--- AVAILABLE DATA Enclosed Below ---
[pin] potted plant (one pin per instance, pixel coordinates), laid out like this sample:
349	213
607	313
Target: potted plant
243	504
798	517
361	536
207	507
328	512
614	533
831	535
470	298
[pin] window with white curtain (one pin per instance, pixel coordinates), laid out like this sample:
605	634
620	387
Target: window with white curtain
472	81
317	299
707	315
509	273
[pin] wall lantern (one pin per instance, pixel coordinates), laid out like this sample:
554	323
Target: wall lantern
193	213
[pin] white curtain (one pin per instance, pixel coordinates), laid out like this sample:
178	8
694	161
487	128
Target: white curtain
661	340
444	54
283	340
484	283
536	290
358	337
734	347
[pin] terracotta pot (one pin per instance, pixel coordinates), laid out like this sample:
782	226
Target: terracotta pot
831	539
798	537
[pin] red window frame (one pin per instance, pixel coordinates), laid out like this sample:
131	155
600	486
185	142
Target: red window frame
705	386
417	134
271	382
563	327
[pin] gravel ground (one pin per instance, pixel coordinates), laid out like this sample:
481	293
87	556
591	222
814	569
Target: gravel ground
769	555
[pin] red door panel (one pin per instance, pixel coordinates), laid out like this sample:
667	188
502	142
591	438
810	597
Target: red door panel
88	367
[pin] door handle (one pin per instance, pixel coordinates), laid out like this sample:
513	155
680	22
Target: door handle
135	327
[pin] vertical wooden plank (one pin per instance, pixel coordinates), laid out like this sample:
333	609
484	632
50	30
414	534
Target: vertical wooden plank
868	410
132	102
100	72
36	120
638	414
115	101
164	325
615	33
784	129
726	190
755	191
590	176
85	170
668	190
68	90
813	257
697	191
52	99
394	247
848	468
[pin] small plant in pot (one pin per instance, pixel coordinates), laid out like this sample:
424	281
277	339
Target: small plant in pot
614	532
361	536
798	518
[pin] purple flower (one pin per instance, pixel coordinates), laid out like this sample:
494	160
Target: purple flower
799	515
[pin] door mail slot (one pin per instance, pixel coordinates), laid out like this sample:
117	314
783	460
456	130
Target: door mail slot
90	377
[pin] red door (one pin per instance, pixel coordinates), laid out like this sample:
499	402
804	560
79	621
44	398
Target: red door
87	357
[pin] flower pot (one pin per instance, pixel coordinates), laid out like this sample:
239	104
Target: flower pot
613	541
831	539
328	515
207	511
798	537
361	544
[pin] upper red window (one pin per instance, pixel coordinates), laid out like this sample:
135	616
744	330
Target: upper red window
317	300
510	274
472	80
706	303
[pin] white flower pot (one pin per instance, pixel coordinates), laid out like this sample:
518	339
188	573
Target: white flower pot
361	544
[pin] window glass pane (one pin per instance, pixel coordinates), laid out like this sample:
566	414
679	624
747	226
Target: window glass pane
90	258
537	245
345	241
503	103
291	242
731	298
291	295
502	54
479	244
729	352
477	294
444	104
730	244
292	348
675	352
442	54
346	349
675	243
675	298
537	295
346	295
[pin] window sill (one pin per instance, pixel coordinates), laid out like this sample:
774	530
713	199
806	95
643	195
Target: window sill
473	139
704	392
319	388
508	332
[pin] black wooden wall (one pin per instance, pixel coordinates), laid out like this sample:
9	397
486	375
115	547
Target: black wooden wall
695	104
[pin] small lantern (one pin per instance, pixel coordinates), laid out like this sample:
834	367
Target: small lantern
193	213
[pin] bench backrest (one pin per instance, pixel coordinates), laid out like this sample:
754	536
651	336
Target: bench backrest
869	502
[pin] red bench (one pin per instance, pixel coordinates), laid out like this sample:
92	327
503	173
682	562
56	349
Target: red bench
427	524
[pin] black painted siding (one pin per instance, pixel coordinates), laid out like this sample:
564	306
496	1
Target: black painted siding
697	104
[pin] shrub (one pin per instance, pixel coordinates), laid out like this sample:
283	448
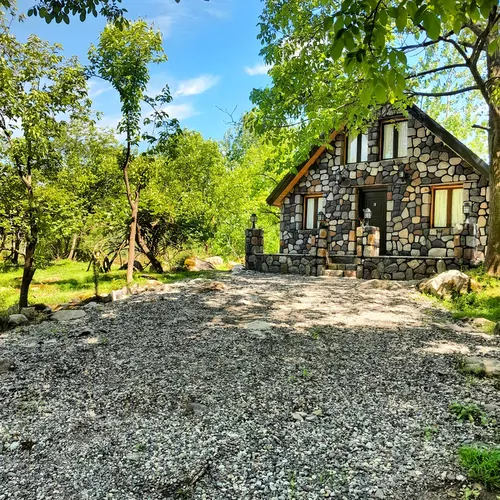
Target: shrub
470	412
482	464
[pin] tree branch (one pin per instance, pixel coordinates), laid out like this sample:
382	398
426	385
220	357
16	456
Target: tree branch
442	68
444	94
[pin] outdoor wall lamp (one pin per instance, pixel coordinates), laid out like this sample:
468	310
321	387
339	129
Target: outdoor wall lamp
367	214
253	220
402	173
467	210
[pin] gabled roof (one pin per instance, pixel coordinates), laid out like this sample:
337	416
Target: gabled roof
292	178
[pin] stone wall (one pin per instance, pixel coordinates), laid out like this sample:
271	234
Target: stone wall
404	268
311	263
429	162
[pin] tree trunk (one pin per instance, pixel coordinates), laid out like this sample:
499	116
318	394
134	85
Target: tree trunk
28	272
131	241
492	263
71	254
155	263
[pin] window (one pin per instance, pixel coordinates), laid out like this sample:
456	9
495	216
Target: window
357	148
447	206
394	139
313	206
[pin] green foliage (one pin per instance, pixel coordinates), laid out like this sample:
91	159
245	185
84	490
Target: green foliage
64	281
482	464
334	62
484	303
469	412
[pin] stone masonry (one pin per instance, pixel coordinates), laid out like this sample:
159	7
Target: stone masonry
429	162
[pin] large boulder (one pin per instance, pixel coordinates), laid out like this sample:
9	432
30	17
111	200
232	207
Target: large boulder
446	285
483	367
195	264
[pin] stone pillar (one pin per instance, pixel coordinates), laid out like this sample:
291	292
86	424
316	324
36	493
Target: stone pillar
466	242
254	244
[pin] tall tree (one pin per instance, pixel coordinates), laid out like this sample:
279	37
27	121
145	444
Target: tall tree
334	62
37	87
122	58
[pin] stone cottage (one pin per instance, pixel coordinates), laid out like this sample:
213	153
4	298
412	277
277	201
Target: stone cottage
427	192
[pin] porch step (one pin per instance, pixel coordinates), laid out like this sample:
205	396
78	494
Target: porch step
342	267
339	273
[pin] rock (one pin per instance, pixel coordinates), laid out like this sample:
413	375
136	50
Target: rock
216	261
68	315
482	324
7	365
29	312
195	264
446	284
213	286
258	326
379	285
484	367
119	294
18	319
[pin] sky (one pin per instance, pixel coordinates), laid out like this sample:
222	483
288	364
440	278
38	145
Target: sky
213	57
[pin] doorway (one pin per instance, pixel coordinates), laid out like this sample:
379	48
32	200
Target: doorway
376	200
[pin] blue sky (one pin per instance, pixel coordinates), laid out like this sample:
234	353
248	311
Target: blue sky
213	56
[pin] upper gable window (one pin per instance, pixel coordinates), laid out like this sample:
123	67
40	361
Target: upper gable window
394	139
357	148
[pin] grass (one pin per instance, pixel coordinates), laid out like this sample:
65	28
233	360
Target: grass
482	464
65	281
484	303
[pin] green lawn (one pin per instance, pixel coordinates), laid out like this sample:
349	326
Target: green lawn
484	303
65	280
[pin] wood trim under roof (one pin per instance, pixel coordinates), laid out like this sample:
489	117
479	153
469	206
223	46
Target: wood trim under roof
291	179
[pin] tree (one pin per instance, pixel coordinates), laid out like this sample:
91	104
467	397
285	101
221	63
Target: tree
122	58
61	10
334	62
37	87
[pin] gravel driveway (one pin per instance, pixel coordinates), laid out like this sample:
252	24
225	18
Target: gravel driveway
276	387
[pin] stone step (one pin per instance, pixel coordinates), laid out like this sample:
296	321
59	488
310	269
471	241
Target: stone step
339	273
342	267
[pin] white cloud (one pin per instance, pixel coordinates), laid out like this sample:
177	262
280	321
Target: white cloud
96	88
258	69
164	24
180	111
196	86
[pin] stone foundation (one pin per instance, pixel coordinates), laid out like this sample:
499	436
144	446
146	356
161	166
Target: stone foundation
405	268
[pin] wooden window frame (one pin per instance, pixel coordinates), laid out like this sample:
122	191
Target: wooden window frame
315	219
358	150
395	139
449	188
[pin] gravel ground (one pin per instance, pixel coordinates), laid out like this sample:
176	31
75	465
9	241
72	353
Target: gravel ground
276	387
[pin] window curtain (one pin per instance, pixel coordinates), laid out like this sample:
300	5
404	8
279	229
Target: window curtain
440	207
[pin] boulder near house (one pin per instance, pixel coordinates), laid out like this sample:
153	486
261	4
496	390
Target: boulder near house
427	195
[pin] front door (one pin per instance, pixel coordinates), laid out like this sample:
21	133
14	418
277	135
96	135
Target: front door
376	201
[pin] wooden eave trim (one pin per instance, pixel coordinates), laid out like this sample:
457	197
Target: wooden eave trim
279	200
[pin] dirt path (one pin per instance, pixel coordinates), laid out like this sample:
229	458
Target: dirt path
277	387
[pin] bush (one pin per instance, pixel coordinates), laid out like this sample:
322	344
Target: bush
482	464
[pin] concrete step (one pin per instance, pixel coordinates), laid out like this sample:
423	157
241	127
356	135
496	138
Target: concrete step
339	273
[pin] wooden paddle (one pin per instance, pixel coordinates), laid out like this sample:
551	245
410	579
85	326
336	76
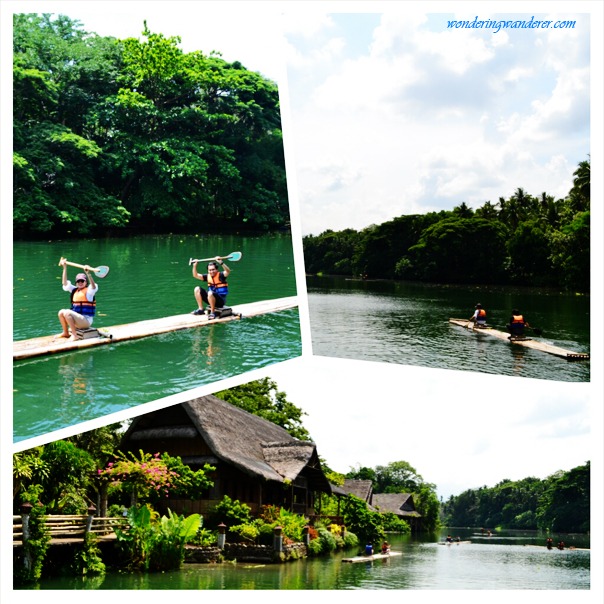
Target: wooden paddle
233	257
100	271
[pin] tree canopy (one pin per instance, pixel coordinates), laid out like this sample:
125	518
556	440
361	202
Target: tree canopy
115	136
558	503
523	240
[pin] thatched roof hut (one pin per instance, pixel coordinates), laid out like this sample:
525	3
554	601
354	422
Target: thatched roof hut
363	489
256	461
400	504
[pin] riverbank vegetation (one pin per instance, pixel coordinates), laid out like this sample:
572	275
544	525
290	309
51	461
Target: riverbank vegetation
558	503
89	471
521	240
136	136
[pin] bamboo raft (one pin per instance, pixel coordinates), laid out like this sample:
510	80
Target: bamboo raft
47	345
569	355
370	558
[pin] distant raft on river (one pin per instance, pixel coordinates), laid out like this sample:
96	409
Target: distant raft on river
569	355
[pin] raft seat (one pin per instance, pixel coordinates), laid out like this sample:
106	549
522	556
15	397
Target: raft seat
85	334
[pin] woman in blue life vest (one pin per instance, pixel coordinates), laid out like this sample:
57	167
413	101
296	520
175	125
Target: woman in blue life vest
217	291
517	324
479	318
83	302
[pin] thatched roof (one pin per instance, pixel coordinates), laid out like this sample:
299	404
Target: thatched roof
362	489
400	504
252	444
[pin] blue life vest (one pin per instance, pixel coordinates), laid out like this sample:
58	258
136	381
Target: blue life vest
81	304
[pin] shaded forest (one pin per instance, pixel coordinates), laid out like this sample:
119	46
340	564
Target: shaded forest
559	503
136	136
521	240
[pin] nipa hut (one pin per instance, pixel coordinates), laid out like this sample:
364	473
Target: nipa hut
256	461
400	504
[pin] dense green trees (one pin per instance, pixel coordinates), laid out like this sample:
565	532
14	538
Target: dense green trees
263	398
112	134
523	240
558	503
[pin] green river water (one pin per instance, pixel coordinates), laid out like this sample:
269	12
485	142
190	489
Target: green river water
408	323
149	278
509	560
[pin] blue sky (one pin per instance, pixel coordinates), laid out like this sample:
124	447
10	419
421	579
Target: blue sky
394	114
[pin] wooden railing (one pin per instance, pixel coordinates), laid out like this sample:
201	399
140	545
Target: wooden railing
71	526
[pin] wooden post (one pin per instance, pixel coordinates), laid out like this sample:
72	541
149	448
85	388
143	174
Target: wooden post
91	513
278	539
25	512
221	535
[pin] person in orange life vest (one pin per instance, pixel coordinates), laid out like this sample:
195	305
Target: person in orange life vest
479	317
517	324
217	291
83	303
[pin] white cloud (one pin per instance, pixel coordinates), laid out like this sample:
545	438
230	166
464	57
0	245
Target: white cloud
458	430
431	118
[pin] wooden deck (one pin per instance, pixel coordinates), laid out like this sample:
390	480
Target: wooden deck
69	529
569	355
371	558
48	345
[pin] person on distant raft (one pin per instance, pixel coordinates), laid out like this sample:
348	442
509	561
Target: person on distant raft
479	318
217	291
83	302
517	324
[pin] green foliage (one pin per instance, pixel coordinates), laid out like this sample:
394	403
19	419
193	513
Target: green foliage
292	524
28	469
151	543
111	133
187	483
70	472
565	503
246	532
521	240
229	512
394	524
87	561
262	398
558	503
367	525
144	478
36	547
--- End of Enclosed AVAILABLE DATA ---
> **ABOUT THIS TASK**: Please return exactly the lines from the one containing "[pin] person on" through the end of the entries above, adding no other line.

> **ANSWER FOR THE TASK**:
[pin] person on distant raft (one pin per instance, pixel coordinates), laid out like this sample:
348	442
509	561
Target: person on distant raft
479	318
217	291
83	302
517	324
[pin] green foliage (one pin per instance, pixel coordinates), laid out like this sample:
394	403
19	419
193	513
Target: green foliage
292	524
28	469
151	543
111	133
187	483
70	472
565	503
246	532
521	240
229	512
394	524
87	561
262	398
558	503
367	525
144	478
36	547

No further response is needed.